**WHAT TO DO**
Turn the stretch of the records from the line containing "Identify one point on each instance of the denim" through the final line into a JSON list of strings, one string per line, with blank lines left out.

========================

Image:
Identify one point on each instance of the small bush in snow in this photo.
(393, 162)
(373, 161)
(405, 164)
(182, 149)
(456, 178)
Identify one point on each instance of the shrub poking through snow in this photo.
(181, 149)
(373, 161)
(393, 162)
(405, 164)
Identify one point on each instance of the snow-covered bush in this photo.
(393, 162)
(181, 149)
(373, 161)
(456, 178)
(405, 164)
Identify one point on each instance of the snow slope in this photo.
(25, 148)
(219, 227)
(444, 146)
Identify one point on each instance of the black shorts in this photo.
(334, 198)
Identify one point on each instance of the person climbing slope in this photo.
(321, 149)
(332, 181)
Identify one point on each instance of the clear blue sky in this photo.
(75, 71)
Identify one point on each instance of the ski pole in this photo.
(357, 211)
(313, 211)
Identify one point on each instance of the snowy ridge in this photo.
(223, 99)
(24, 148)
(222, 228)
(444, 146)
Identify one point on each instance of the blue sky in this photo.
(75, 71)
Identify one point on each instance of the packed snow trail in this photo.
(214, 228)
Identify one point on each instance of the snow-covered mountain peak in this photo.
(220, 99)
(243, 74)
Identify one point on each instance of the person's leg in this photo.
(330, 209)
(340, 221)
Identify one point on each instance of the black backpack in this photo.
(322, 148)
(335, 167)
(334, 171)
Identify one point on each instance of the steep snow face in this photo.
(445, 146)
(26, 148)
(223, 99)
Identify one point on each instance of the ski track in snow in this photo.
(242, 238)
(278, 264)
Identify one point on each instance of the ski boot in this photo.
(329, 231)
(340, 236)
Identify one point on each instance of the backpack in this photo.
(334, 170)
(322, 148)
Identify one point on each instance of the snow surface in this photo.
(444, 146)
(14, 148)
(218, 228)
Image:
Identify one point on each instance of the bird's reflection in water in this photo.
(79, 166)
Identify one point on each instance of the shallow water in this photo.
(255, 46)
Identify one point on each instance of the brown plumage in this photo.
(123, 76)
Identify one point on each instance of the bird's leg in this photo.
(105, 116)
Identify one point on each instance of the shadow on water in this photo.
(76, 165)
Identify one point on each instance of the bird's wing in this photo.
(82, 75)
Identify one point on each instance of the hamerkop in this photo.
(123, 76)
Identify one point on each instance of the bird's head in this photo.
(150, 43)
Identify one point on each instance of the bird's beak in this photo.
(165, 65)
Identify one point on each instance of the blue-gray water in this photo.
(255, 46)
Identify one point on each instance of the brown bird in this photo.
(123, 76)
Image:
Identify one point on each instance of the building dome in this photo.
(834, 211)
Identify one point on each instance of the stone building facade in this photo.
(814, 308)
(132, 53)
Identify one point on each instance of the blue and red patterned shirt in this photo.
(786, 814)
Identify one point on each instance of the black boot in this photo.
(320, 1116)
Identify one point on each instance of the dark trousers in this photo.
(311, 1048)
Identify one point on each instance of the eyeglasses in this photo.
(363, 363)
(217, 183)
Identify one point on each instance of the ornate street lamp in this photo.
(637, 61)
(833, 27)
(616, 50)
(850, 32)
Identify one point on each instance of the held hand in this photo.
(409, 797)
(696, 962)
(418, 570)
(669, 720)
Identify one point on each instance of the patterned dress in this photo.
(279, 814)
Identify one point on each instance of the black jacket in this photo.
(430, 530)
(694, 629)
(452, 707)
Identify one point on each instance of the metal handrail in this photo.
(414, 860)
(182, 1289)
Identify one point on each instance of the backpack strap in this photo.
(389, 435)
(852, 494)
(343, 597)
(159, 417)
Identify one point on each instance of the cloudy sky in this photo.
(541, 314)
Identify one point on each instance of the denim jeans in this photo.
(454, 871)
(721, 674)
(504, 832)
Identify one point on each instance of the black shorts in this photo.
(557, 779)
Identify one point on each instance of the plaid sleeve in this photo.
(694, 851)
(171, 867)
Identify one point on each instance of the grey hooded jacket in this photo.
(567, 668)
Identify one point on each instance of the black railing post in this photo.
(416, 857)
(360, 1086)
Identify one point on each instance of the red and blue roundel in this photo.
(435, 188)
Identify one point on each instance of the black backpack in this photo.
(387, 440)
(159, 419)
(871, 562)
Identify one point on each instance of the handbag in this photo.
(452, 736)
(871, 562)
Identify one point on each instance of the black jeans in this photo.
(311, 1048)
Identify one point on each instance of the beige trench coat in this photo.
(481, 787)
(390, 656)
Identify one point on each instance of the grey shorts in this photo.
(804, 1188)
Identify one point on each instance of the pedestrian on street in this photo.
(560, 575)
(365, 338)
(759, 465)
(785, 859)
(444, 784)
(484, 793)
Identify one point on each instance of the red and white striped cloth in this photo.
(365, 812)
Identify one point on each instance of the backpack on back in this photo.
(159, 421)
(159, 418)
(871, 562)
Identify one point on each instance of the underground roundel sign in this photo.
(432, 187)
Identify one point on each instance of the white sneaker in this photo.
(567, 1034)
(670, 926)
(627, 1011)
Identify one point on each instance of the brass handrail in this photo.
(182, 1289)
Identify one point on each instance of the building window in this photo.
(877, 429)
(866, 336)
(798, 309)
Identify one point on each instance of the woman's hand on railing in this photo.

========================

**WRITTEN SOLUTION**
[
  "Identify one point on each instance of the denim jeans in this photo.",
  "(454, 871)",
  "(721, 674)",
  "(504, 832)",
  "Identify one point on each instance of the black shorts in this photo.",
  "(557, 779)",
  "Identify one point on each instance of the plaid sleeve in this photo.",
  "(694, 851)",
  "(171, 867)",
  "Identify one point on each instance of the grey hooded jacket in this photo.",
  "(567, 668)",
  "Identify one point on each instance of the black railing post in this photo.",
  "(416, 857)",
  "(360, 1086)",
  "Identify one point on each instance of the red and blue roundel in this photo.",
  "(435, 188)",
  "Identify one point on each instance of the black backpack in this photo.",
  "(387, 440)",
  "(159, 419)",
  "(871, 562)",
  "Identify one point on each instance of the handbag in this photo.",
  "(452, 736)",
  "(871, 562)",
  "Identify one point on each instance of the black jeans in this photo.",
  "(311, 1048)",
  "Identify one point on each instance of the beige trench coat in this photo.",
  "(481, 787)",
  "(390, 656)",
  "Identify one point on each instance of the grey shorts in this photo.",
  "(804, 1188)",
  "Identify one point on each instance of the pedestrian on street in this photo.",
  "(560, 575)",
  "(365, 338)",
  "(759, 465)",
  "(785, 859)",
  "(444, 784)",
  "(484, 793)",
  "Identify one point on each instance of the red and white striped cloth in this photo.",
  "(365, 812)",
  "Identify one point on each instance of the backpack on back in this photo.",
  "(159, 421)",
  "(159, 418)",
  "(871, 562)",
  "Identify one point on each instance of the underground roundel sign in this photo.",
  "(432, 187)",
  "Identify one point on each instance of the white sneaker in this photo.",
  "(567, 1034)",
  "(670, 926)",
  "(627, 1011)",
  "Identify one point on each instance of the brass handrail in this photo.",
  "(182, 1289)",
  "Identify one point on each instance of the building window in this photo.",
  "(877, 429)",
  "(866, 336)",
  "(798, 309)",
  "Identify one point on each instance of the woman's hand on railing in this photo."
]